| What is expected |
Could you recast the lines as a Markdown table headed No. and Text, starting with the line with "the ice patch" and going on through the last line, with blank lines and pictures left out?

* * * * * * *

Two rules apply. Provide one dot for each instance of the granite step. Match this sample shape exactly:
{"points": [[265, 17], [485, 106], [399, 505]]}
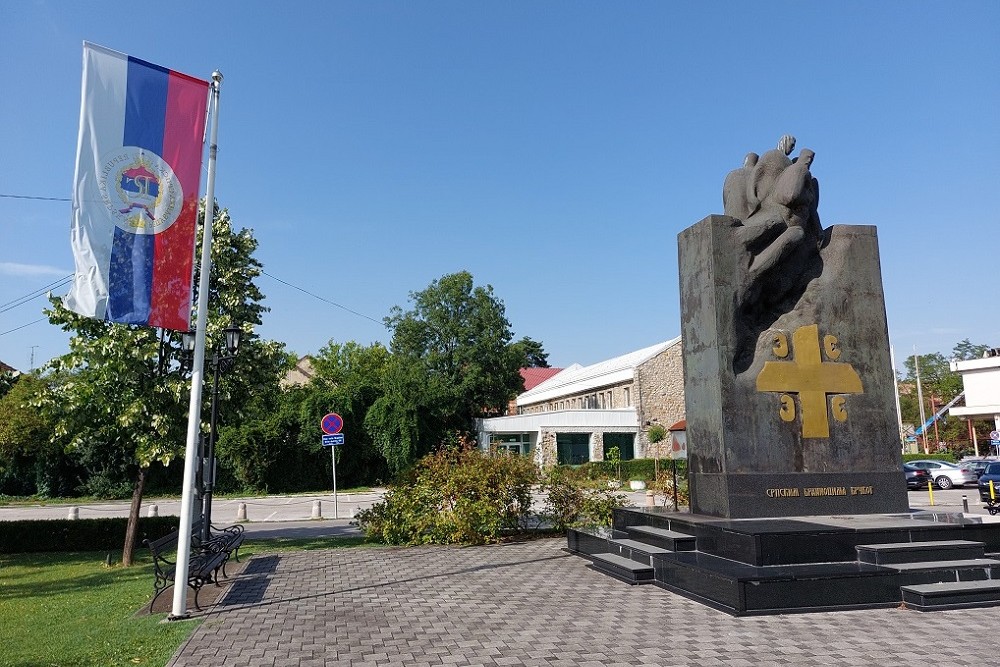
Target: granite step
{"points": [[990, 564], [624, 569], [909, 552], [951, 595], [662, 537], [641, 552]]}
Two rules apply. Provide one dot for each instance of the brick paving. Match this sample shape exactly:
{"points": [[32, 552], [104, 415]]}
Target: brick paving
{"points": [[532, 604]]}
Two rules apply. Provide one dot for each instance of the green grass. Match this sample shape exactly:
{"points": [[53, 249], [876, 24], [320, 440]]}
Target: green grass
{"points": [[71, 610]]}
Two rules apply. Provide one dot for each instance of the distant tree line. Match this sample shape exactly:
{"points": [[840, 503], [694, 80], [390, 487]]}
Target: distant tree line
{"points": [[939, 385], [108, 419]]}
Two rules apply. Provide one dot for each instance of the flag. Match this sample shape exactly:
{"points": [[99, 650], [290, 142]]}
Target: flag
{"points": [[135, 190]]}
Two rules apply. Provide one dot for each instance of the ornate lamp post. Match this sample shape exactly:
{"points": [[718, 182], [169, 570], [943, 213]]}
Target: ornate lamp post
{"points": [[222, 362]]}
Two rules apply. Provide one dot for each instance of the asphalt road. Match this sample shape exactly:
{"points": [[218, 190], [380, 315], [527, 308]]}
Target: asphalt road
{"points": [[294, 516]]}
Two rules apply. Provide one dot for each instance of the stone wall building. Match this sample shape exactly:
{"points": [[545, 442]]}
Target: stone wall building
{"points": [[580, 413]]}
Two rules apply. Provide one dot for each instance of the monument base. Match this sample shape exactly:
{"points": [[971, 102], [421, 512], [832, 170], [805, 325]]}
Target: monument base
{"points": [[741, 496], [925, 560]]}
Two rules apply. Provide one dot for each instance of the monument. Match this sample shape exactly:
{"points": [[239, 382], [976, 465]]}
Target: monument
{"points": [[787, 374], [797, 497]]}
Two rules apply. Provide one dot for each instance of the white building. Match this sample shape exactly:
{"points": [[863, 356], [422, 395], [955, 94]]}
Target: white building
{"points": [[581, 412], [981, 378]]}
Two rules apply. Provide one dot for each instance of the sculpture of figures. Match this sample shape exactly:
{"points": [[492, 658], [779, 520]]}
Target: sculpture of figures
{"points": [[798, 192], [777, 229], [767, 171], [734, 192]]}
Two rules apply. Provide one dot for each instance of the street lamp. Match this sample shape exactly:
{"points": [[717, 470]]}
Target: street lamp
{"points": [[222, 361]]}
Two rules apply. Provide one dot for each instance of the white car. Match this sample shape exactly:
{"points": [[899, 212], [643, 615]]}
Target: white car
{"points": [[945, 474]]}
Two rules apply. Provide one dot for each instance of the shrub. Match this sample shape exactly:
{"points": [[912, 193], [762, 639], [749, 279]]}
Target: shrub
{"points": [[454, 497], [569, 504], [78, 534]]}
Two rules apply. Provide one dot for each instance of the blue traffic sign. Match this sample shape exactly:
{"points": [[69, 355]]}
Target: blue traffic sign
{"points": [[332, 423], [332, 439]]}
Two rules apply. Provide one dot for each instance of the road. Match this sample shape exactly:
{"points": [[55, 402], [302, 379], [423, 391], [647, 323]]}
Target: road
{"points": [[267, 516]]}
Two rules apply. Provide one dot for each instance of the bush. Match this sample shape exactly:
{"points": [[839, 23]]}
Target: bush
{"points": [[454, 497], [78, 534], [644, 469], [570, 505]]}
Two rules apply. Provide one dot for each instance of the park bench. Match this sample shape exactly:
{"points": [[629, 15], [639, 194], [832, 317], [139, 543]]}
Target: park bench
{"points": [[205, 560]]}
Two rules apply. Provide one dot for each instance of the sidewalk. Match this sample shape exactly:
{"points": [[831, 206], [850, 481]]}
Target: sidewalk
{"points": [[532, 604]]}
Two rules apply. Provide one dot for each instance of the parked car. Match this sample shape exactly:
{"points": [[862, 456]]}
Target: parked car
{"points": [[978, 465], [945, 474], [916, 478], [992, 473]]}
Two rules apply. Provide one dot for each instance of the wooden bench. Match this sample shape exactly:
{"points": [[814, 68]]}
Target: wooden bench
{"points": [[205, 560], [228, 539]]}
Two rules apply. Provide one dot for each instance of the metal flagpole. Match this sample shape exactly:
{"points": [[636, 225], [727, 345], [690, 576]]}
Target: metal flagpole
{"points": [[899, 412], [179, 610], [920, 400]]}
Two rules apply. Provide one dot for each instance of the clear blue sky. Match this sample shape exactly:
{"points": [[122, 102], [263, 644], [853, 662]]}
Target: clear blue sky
{"points": [[554, 149]]}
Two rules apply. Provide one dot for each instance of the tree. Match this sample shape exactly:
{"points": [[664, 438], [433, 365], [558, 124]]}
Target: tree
{"points": [[119, 398], [277, 446], [532, 352], [29, 462], [965, 350], [452, 361]]}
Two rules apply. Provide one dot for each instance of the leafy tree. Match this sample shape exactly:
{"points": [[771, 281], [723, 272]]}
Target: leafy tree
{"points": [[277, 446], [452, 361], [965, 350], [29, 462], [532, 353], [119, 399]]}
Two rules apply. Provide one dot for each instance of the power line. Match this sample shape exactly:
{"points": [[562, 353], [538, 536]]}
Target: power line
{"points": [[20, 301], [5, 196], [41, 319], [324, 300]]}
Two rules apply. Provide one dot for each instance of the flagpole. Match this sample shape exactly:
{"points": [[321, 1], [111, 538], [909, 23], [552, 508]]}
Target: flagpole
{"points": [[179, 610]]}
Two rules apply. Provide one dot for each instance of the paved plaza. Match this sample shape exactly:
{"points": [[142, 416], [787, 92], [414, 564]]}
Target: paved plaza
{"points": [[532, 603]]}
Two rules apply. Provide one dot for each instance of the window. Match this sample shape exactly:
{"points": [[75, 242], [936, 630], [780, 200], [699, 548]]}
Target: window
{"points": [[515, 443], [625, 442], [572, 448]]}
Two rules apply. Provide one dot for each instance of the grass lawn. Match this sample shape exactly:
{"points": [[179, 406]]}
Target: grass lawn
{"points": [[70, 609]]}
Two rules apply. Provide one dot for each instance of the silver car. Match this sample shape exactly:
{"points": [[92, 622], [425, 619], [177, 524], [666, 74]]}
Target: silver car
{"points": [[947, 475]]}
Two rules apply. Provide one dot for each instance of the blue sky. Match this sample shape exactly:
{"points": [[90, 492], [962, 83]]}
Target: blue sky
{"points": [[554, 150]]}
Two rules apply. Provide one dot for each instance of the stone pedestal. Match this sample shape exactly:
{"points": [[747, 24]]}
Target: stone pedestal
{"points": [[788, 383]]}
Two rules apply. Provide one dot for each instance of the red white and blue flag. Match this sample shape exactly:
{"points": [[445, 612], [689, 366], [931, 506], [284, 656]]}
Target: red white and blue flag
{"points": [[135, 195]]}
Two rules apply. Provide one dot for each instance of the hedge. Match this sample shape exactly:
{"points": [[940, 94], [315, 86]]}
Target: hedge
{"points": [[644, 469], [928, 457], [28, 536]]}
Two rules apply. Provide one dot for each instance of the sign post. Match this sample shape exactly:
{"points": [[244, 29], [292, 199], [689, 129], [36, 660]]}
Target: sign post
{"points": [[332, 437]]}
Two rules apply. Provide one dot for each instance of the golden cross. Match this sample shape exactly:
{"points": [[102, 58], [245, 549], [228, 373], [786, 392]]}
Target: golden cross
{"points": [[811, 378]]}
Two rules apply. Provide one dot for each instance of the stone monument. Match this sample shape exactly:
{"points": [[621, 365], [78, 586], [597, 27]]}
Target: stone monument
{"points": [[788, 381]]}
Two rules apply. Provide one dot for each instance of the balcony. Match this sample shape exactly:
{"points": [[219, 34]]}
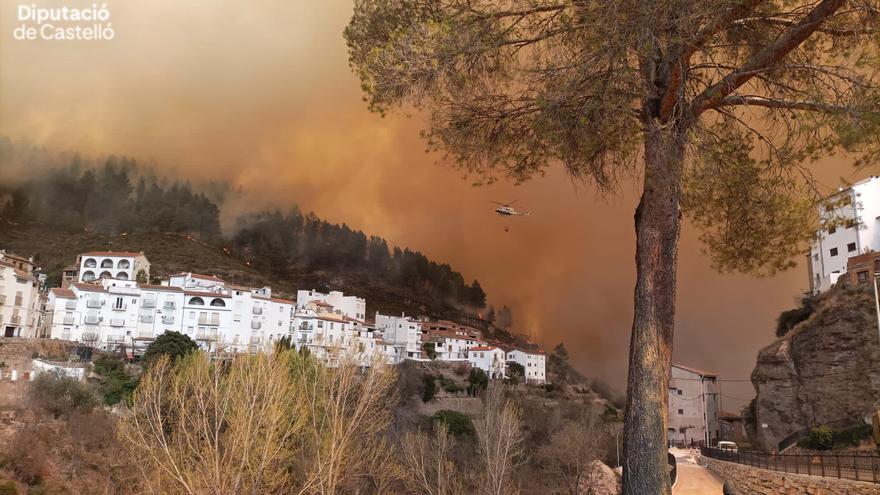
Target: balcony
{"points": [[210, 336], [213, 320]]}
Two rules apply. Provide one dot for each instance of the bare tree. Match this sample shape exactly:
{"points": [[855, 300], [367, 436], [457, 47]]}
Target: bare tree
{"points": [[499, 439], [568, 456], [347, 407], [428, 466], [204, 427], [715, 106]]}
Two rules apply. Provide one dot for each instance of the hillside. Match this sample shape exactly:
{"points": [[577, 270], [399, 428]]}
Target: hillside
{"points": [[822, 372], [175, 252]]}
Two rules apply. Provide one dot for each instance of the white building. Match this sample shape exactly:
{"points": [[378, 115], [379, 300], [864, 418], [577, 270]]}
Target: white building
{"points": [[850, 221], [20, 298], [489, 358], [533, 362], [111, 264], [693, 406], [404, 333], [350, 306]]}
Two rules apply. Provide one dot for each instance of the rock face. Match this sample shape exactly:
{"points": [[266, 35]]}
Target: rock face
{"points": [[826, 370]]}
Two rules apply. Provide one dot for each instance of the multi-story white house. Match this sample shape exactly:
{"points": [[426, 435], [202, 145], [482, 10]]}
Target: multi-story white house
{"points": [[20, 297], [404, 333], [693, 406], [489, 358], [850, 226], [350, 306], [451, 342], [532, 361], [111, 264]]}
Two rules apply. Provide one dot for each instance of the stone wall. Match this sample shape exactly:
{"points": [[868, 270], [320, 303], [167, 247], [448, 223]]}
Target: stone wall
{"points": [[747, 480]]}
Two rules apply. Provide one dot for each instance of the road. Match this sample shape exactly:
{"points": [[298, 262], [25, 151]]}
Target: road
{"points": [[694, 479]]}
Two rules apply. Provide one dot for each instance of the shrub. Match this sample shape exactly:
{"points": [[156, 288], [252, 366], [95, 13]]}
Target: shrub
{"points": [[478, 381], [429, 388], [61, 395], [115, 384], [821, 438], [459, 424], [450, 385], [789, 319], [174, 344]]}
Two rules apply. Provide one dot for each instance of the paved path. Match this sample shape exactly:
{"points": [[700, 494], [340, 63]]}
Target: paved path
{"points": [[694, 479]]}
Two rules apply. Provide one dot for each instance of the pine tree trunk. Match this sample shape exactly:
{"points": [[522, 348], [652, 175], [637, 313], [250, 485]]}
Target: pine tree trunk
{"points": [[657, 222]]}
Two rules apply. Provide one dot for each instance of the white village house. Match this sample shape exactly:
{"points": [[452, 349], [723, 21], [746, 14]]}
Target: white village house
{"points": [[850, 226], [693, 406], [20, 297]]}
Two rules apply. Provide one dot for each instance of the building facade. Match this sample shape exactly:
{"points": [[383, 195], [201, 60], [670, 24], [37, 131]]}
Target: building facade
{"points": [[693, 406], [849, 226], [21, 299], [534, 362]]}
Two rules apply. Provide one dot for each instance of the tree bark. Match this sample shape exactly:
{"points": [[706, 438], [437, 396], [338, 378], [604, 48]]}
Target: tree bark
{"points": [[657, 222]]}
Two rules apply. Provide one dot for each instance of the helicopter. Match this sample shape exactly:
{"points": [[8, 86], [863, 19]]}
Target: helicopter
{"points": [[506, 210]]}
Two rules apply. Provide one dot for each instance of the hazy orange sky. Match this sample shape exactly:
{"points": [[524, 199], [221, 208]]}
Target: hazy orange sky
{"points": [[259, 93]]}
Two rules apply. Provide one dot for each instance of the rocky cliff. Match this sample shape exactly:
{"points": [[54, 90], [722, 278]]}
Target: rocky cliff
{"points": [[826, 370]]}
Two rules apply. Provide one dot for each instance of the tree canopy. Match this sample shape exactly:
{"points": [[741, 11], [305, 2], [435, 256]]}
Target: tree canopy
{"points": [[759, 88]]}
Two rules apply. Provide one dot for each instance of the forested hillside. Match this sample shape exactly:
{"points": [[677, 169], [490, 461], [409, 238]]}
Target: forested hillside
{"points": [[116, 199]]}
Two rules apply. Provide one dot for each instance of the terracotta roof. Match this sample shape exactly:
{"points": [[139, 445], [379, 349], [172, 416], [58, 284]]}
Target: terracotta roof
{"points": [[483, 348], [123, 254], [198, 276], [88, 287], [205, 294], [63, 293], [695, 370], [166, 288]]}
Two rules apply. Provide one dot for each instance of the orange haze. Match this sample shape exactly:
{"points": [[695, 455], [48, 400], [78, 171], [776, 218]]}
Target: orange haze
{"points": [[258, 93]]}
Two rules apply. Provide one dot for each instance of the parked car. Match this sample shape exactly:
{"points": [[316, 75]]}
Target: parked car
{"points": [[728, 446]]}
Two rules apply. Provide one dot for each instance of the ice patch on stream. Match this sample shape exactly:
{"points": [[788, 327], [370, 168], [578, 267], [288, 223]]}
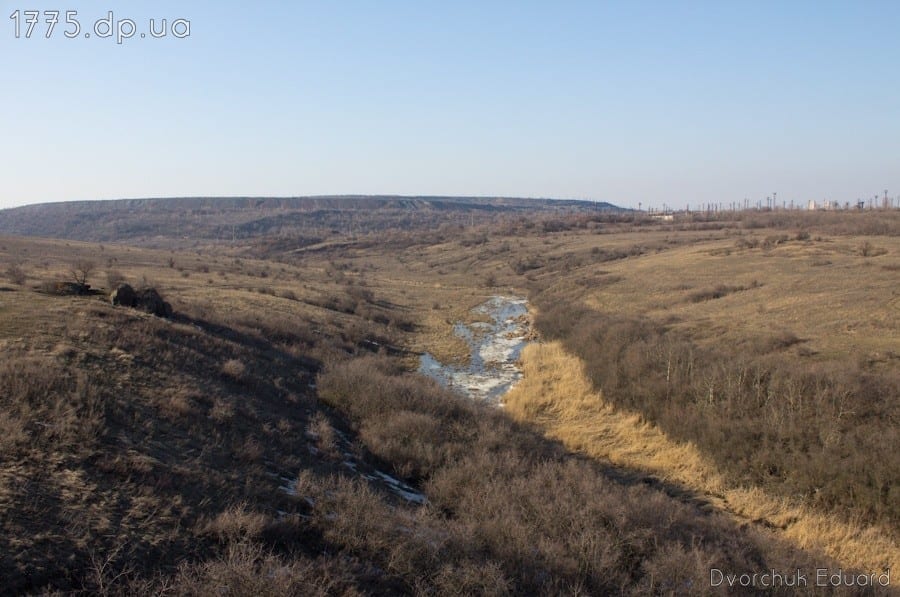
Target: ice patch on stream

* * * * * * *

| Task answer |
| No. | Text |
|---|---|
| 1 | Two rules apply. Provide one dot for each instance of the ice patch on stream. Match this sample shape exactly: |
| 2 | {"points": [[788, 327], [370, 168], [578, 267], [288, 223]]} |
| 3 | Target: ice patch on stream |